#### [What is being asked]
Reproduce the items below verbatim, beginning at the line that contains "Can you tell me where the house is" and continuing through the end of the items.

--- Begin Dataset records ---

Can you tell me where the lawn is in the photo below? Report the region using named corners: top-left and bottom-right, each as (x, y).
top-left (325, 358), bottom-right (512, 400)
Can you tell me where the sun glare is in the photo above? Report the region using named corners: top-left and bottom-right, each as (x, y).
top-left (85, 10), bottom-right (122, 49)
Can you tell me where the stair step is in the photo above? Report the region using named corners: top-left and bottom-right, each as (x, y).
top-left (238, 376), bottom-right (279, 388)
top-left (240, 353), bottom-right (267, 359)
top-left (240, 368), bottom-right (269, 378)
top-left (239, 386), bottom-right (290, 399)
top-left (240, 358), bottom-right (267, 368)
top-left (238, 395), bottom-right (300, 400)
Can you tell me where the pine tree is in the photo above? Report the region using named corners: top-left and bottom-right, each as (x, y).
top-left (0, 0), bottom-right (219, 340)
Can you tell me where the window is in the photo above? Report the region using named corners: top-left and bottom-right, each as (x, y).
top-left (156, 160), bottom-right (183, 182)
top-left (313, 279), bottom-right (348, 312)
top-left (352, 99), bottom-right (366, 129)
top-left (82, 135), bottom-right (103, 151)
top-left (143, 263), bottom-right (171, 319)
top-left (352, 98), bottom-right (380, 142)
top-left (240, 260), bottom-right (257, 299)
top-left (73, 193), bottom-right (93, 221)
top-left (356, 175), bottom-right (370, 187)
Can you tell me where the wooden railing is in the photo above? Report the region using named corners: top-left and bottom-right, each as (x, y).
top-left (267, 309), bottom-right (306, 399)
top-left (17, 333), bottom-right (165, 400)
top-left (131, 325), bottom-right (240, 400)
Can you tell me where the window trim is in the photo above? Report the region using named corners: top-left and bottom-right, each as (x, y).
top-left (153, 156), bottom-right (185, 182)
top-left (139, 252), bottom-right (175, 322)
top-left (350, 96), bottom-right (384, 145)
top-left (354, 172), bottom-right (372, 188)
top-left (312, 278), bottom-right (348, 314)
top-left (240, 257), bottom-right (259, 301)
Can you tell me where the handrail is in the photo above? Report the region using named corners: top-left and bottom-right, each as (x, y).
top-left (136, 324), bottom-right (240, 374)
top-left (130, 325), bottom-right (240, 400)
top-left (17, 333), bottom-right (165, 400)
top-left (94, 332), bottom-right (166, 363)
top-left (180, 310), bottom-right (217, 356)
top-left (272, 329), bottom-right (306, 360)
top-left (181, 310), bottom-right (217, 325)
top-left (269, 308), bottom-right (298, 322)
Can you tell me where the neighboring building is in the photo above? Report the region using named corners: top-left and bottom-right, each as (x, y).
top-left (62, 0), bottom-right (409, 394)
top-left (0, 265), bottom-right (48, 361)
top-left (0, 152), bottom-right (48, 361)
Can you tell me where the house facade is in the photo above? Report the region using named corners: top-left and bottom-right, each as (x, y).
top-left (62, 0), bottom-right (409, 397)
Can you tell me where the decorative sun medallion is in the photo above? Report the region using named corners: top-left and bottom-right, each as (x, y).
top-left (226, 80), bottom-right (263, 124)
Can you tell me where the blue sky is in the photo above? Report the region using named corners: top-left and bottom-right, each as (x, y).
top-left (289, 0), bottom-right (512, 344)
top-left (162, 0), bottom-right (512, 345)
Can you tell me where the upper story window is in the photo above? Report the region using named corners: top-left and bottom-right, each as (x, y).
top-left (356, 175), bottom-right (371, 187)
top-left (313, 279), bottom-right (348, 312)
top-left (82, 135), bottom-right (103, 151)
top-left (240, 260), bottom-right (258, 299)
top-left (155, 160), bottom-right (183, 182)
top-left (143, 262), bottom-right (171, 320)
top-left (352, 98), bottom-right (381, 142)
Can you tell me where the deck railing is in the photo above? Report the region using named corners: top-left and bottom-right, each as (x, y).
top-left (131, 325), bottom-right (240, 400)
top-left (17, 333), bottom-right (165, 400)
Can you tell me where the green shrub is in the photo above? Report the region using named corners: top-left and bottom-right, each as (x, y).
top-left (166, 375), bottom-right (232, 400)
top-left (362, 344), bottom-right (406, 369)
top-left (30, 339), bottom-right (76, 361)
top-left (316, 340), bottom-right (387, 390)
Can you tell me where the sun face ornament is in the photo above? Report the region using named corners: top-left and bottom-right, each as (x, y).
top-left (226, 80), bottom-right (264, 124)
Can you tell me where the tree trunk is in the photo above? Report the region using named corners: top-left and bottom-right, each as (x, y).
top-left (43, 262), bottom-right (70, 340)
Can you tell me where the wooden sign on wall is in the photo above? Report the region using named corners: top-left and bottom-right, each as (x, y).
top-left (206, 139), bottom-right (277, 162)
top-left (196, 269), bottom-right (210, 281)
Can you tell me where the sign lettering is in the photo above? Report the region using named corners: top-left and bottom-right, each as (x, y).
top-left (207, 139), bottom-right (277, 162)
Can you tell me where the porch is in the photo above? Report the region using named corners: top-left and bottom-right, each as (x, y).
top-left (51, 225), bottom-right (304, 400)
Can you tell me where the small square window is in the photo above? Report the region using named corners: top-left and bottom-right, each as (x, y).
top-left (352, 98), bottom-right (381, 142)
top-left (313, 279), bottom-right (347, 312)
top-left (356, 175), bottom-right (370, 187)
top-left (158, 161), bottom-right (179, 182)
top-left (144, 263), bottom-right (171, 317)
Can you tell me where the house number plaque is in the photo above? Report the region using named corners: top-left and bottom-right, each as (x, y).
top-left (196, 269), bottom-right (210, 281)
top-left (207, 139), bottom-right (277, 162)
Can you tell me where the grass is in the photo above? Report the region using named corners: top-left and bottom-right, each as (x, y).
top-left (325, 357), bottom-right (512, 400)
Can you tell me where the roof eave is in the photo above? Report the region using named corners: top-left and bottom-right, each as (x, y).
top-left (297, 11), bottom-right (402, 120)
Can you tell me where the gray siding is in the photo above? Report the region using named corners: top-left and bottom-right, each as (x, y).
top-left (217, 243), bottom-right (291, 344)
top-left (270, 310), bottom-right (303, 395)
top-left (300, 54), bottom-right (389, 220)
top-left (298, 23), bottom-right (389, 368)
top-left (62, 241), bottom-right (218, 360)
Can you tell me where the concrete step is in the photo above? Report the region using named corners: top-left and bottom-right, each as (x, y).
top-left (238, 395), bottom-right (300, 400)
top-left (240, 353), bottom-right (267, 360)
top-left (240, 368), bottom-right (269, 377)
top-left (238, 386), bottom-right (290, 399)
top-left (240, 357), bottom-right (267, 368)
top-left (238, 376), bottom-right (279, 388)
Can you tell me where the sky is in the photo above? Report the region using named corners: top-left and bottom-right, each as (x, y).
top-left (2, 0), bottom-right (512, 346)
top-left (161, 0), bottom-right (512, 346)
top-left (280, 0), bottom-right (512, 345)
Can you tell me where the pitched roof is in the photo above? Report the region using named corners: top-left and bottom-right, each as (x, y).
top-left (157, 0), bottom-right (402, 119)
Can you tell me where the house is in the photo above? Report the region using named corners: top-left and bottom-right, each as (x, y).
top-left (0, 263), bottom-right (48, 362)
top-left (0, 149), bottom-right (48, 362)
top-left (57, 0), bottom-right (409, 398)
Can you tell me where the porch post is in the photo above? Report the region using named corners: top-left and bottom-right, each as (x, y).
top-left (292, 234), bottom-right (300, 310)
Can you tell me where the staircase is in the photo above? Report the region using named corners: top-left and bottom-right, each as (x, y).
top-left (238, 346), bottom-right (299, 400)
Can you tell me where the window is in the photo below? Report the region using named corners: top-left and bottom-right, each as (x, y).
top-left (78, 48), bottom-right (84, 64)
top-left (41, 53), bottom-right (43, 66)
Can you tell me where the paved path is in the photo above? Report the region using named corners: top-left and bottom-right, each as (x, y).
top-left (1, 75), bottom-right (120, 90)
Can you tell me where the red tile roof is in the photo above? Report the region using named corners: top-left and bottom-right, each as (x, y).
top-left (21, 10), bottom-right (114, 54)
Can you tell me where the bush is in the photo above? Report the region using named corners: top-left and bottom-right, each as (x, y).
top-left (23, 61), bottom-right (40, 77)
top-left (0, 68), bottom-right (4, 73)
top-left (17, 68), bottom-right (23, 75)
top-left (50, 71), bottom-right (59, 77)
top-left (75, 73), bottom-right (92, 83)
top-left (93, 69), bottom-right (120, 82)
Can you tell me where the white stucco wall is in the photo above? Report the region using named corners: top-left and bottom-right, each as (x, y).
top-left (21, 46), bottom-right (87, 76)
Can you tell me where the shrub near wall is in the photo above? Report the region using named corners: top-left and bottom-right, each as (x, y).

--- End Dataset records ---

#### [Complete output]
Can you tell me where the house is in the photo above? Report the region using named corners: top-left and bottom-right, each as (x, y).
top-left (0, 263), bottom-right (48, 362)
top-left (0, 149), bottom-right (48, 362)
top-left (57, 0), bottom-right (409, 398)
Can you tell me where the porch post is in the photo above? Report the region using named corners: top-left and bottom-right, each as (x, y).
top-left (292, 234), bottom-right (300, 310)
Can you tell me where the staircase is in the photo above? Report the region using named corners: top-left and bottom-right, each as (x, y).
top-left (238, 346), bottom-right (299, 400)
Can you tell me where the window is in the photo below? Report the region using named corners: top-left and bottom-right, each as (x, y).
top-left (78, 48), bottom-right (84, 64)
top-left (41, 53), bottom-right (43, 66)
Can you tell me where the paved path is in the photo above? Report the region using named corners: top-left and bottom-right, each as (x, y).
top-left (1, 75), bottom-right (120, 90)
Can you tell me where the red tile roof is in the photo above? Report the region using named corners: top-left and bottom-right, each as (x, y).
top-left (21, 10), bottom-right (114, 54)
Can you tell me where the bush is in the photo above? Report the region using named corners: top-left and bottom-right, each as (x, y).
top-left (23, 61), bottom-right (40, 77)
top-left (0, 68), bottom-right (4, 73)
top-left (17, 68), bottom-right (23, 75)
top-left (50, 71), bottom-right (59, 77)
top-left (75, 73), bottom-right (92, 83)
top-left (93, 69), bottom-right (120, 82)
Can you tell me where the white stucco wall is in the photo above? Report the region using named corners: top-left and bottom-right, each as (x, y).
top-left (21, 46), bottom-right (87, 76)
Can you tell me where the shrub near wall is in the photo above? Report the region using named corners: top-left and bottom-right, each as (x, y).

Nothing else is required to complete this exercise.